▶ _Your goal_:
What is needed is a faithful transcription of all the data below, pictures excluded.

━━━━━━━━━━━━━━━━━━━━

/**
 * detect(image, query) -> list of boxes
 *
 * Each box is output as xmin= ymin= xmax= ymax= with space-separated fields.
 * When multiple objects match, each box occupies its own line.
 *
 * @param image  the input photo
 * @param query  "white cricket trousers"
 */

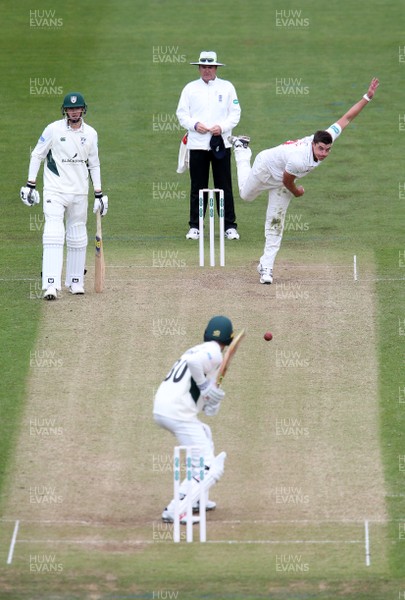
xmin=234 ymin=147 xmax=294 ymax=269
xmin=154 ymin=414 xmax=216 ymax=507
xmin=153 ymin=414 xmax=215 ymax=470
xmin=42 ymin=192 xmax=88 ymax=290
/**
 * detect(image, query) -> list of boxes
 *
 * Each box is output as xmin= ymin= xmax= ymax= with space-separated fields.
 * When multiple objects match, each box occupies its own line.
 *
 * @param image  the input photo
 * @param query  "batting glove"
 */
xmin=93 ymin=192 xmax=108 ymax=216
xmin=203 ymin=385 xmax=225 ymax=416
xmin=20 ymin=182 xmax=40 ymax=206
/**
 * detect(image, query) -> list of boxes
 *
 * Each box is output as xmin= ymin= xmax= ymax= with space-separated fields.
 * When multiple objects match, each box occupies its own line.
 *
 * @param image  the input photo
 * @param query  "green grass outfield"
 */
xmin=0 ymin=1 xmax=404 ymax=598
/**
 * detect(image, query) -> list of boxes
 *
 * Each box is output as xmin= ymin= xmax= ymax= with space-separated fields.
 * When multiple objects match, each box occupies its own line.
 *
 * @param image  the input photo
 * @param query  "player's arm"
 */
xmin=282 ymin=171 xmax=305 ymax=197
xmin=88 ymin=133 xmax=108 ymax=216
xmin=186 ymin=347 xmax=225 ymax=409
xmin=336 ymin=77 xmax=379 ymax=132
xmin=27 ymin=125 xmax=53 ymax=183
xmin=20 ymin=125 xmax=53 ymax=206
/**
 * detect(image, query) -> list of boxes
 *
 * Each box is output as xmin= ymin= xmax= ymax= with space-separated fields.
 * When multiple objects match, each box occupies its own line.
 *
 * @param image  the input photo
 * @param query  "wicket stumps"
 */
xmin=173 ymin=445 xmax=206 ymax=543
xmin=198 ymin=188 xmax=225 ymax=267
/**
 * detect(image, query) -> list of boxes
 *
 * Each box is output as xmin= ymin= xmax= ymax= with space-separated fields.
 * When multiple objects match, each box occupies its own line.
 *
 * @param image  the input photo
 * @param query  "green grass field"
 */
xmin=0 ymin=1 xmax=404 ymax=598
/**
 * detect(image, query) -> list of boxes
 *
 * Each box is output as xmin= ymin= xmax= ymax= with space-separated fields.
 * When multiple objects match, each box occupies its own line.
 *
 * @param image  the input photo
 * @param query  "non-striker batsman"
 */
xmin=20 ymin=92 xmax=108 ymax=300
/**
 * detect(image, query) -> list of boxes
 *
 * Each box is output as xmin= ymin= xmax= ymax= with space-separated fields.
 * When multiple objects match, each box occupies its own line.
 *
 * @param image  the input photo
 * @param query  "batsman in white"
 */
xmin=20 ymin=92 xmax=108 ymax=300
xmin=153 ymin=315 xmax=233 ymax=522
xmin=229 ymin=77 xmax=379 ymax=284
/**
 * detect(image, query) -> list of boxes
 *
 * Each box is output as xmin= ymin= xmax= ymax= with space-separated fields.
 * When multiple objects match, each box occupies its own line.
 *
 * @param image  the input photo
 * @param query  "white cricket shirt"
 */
xmin=153 ymin=341 xmax=223 ymax=421
xmin=176 ymin=76 xmax=241 ymax=150
xmin=28 ymin=118 xmax=101 ymax=195
xmin=259 ymin=123 xmax=342 ymax=182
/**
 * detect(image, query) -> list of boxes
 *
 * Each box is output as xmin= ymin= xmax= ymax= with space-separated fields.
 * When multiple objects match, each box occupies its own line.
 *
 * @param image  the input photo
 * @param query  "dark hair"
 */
xmin=313 ymin=130 xmax=333 ymax=145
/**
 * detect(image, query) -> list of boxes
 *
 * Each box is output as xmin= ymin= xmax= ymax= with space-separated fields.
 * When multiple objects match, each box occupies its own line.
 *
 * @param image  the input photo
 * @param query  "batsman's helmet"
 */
xmin=61 ymin=92 xmax=87 ymax=116
xmin=204 ymin=316 xmax=234 ymax=346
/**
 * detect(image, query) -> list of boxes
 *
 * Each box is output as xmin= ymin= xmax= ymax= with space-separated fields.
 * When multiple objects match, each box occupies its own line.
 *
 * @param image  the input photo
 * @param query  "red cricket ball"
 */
xmin=264 ymin=331 xmax=273 ymax=341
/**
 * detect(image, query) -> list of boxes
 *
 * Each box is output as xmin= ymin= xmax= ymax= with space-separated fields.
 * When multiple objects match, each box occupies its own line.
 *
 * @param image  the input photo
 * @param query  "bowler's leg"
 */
xmin=260 ymin=186 xmax=293 ymax=272
xmin=233 ymin=147 xmax=269 ymax=202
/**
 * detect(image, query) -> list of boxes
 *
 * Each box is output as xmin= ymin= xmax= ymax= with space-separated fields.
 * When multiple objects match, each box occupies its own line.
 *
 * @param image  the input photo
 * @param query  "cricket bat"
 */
xmin=216 ymin=328 xmax=245 ymax=387
xmin=94 ymin=209 xmax=105 ymax=293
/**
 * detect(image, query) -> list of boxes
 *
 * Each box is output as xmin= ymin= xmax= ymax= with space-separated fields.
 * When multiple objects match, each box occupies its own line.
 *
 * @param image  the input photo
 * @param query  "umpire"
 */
xmin=176 ymin=51 xmax=241 ymax=241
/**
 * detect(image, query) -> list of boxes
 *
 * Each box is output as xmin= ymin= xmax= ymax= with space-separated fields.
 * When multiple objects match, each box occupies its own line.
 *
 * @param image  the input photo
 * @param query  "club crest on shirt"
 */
xmin=218 ymin=95 xmax=223 ymax=102
xmin=80 ymin=137 xmax=86 ymax=145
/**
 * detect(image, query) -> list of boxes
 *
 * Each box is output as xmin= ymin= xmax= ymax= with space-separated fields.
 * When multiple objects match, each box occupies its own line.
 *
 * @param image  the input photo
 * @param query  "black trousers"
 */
xmin=188 ymin=149 xmax=237 ymax=231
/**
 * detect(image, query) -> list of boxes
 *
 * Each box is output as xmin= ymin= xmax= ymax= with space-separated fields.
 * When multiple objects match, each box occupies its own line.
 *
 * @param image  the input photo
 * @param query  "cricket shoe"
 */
xmin=186 ymin=228 xmax=199 ymax=240
xmin=69 ymin=283 xmax=84 ymax=295
xmin=43 ymin=286 xmax=57 ymax=301
xmin=161 ymin=508 xmax=175 ymax=523
xmin=225 ymin=228 xmax=240 ymax=240
xmin=228 ymin=135 xmax=250 ymax=149
xmin=192 ymin=499 xmax=216 ymax=514
xmin=257 ymin=264 xmax=273 ymax=284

━━━━━━━━━━━━━━━━━━━━

▶ _Response_:
/**
 * detect(image, query) -> list of boxes
 *
 * Each box is output as xmin= ymin= xmax= ymax= with space-separated fields.
 * When multiple objects match, each box occupies its own line.
 *
 * @param image  the input photo
 * @param query  "white cricket trousers"
 */

xmin=234 ymin=147 xmax=294 ymax=269
xmin=154 ymin=414 xmax=216 ymax=507
xmin=153 ymin=414 xmax=215 ymax=470
xmin=42 ymin=192 xmax=88 ymax=290
/**
 * detect(image, query) -> list of boxes
 *
 * Each box is output as xmin= ymin= xmax= ymax= with space-separated fields.
 * When multiple objects match, each box occupies its own line.
 *
 * @param image  the input photo
 * @param query  "batting glove"
 */
xmin=93 ymin=192 xmax=108 ymax=216
xmin=203 ymin=385 xmax=225 ymax=416
xmin=20 ymin=182 xmax=40 ymax=206
/**
 * detect(image, query) -> list of boxes
 *
 * Each box is output as xmin= ymin= xmax= ymax= with space-separated fields.
 * When multiple objects match, each box occupies its own line.
 *
 * @param image  the input photo
 * @param query  "green grass outfield"
 */
xmin=0 ymin=1 xmax=404 ymax=598
/**
 * detect(image, query) -> list of boxes
 *
 * Each box is output as xmin= ymin= xmax= ymax= with space-separated fields.
 * When multiple objects match, each box occupies its own line.
 *
 * @param image  the input photo
 * @param query  "player's arm"
 */
xmin=282 ymin=171 xmax=305 ymax=197
xmin=88 ymin=133 xmax=108 ymax=216
xmin=186 ymin=347 xmax=225 ymax=409
xmin=336 ymin=77 xmax=379 ymax=132
xmin=27 ymin=125 xmax=53 ymax=183
xmin=20 ymin=125 xmax=53 ymax=206
/**
 * detect(image, query) -> list of boxes
 *
 * Each box is output as xmin= ymin= xmax= ymax= with space-separated fields.
 * When multiple objects match, each box occupies its own line.
 *
 * @param image  the input photo
 * @param query  "wicket stumps"
 */
xmin=173 ymin=445 xmax=206 ymax=543
xmin=198 ymin=188 xmax=225 ymax=267
/**
 * detect(image, query) -> list of boxes
 *
 * Each box is output as xmin= ymin= xmax= ymax= with space-separated fields.
 * When multiple objects match, each box occupies its own line.
 *
 * @param image  the input photo
 * @param query  "green grass field"
 */
xmin=0 ymin=1 xmax=404 ymax=598
/**
 * detect(image, query) -> list of boxes
 *
 * Each box is output as xmin= ymin= xmax= ymax= with space-separated fields.
 * When multiple objects match, each box occupies its own line.
 *
 * @param image  the input photo
 * @param query  "non-striker batsman"
 */
xmin=20 ymin=92 xmax=108 ymax=300
/**
 * detect(image, query) -> list of boxes
 *
 * Each box is output as xmin= ymin= xmax= ymax= with space-separated fields.
 * When multiple objects match, each box occupies its own line.
 *
 * @param image  the input photo
 * @param query  "batsman in white"
 */
xmin=20 ymin=92 xmax=108 ymax=300
xmin=153 ymin=315 xmax=233 ymax=522
xmin=229 ymin=77 xmax=379 ymax=284
/**
 * detect(image, query) -> list of boxes
 *
 * Each box is output as xmin= ymin= xmax= ymax= with space-separated fields.
 * When multiple objects match, each box occupies its own line.
 *
 * @param image  the input photo
 * @param query  "white cricket shirt"
 */
xmin=153 ymin=341 xmax=223 ymax=421
xmin=176 ymin=76 xmax=241 ymax=150
xmin=28 ymin=118 xmax=101 ymax=195
xmin=259 ymin=123 xmax=342 ymax=182
/**
 * detect(image, query) -> list of boxes
 *
 * Each box is output as xmin= ymin= xmax= ymax= with space-separated fields.
 * When multiple objects match, each box occupies its own line.
 *
 * @param image  the input photo
 * @param query  "dark hair"
 */
xmin=313 ymin=130 xmax=333 ymax=145
/**
 * detect(image, query) -> list of boxes
 *
 * Each box is output as xmin= ymin= xmax= ymax= with space-separated fields.
 * When multiple objects match, each box occupies its own line.
 *
 * @param image  the input photo
 * @param query  "batsman's helmet"
 */
xmin=61 ymin=92 xmax=87 ymax=116
xmin=204 ymin=316 xmax=234 ymax=346
/**
 * detect(image, query) -> list of boxes
 *
 * Each box is output as xmin= ymin= xmax= ymax= with space-separated fields.
 * When multiple objects match, each box occupies its own line.
 *
 * @param image  the input photo
 * @param query  "red cricket ball"
 */
xmin=264 ymin=331 xmax=273 ymax=341
/**
 * detect(image, query) -> list of boxes
 *
 * Each box is output as xmin= ymin= xmax= ymax= with space-separated fields.
 * When multiple objects match, each box occupies its own line.
 *
 * @param image  the input photo
 * @param query  "bowler's leg"
 */
xmin=260 ymin=186 xmax=293 ymax=272
xmin=233 ymin=147 xmax=269 ymax=202
/**
 * detect(image, query) -> list of boxes
 *
 * Each box is output as xmin= ymin= xmax= ymax= with space-separated fields.
 * When multiple objects match, each box occupies its own line.
 *
 * @param image  the input photo
 * @param query  "cricket bat"
 */
xmin=216 ymin=328 xmax=245 ymax=387
xmin=94 ymin=209 xmax=105 ymax=293
/**
 * detect(image, query) -> list of boxes
 *
 * Each box is output as xmin= ymin= xmax= ymax= with space-separated fields.
 * When multiple objects match, each box occupies its own line.
 *
 * @param image  the input photo
 * @param query  "umpire"
 */
xmin=176 ymin=51 xmax=241 ymax=241
/**
 * detect(image, query) -> list of boxes
 *
 * Each box is output as xmin= ymin= xmax= ymax= with space-separated fields.
 * When multiple objects match, each box occupies its own line.
 *
 * @param image  the input photo
 * @param query  "club crest on shirt"
 */
xmin=218 ymin=95 xmax=223 ymax=102
xmin=80 ymin=137 xmax=86 ymax=145
/**
 * detect(image, query) -> list of boxes
 *
 * Each box is output as xmin= ymin= xmax= ymax= with space-separated fields.
 * When multiple objects match, each box occupies its own line.
 *
 * @param image  the input photo
 * @param query  "black trousers"
 */
xmin=188 ymin=149 xmax=237 ymax=231
/**
 * detect(image, query) -> list of boxes
 *
 * Each box is output as xmin= ymin= xmax= ymax= with space-separated fields.
 * When multiple objects match, each box occupies its own line.
 *
 * @param image  the input photo
 * @param query  "cricket shoe"
 */
xmin=186 ymin=228 xmax=199 ymax=240
xmin=69 ymin=283 xmax=84 ymax=295
xmin=43 ymin=286 xmax=57 ymax=301
xmin=161 ymin=508 xmax=175 ymax=523
xmin=225 ymin=228 xmax=240 ymax=240
xmin=228 ymin=135 xmax=250 ymax=149
xmin=192 ymin=499 xmax=216 ymax=514
xmin=257 ymin=264 xmax=273 ymax=284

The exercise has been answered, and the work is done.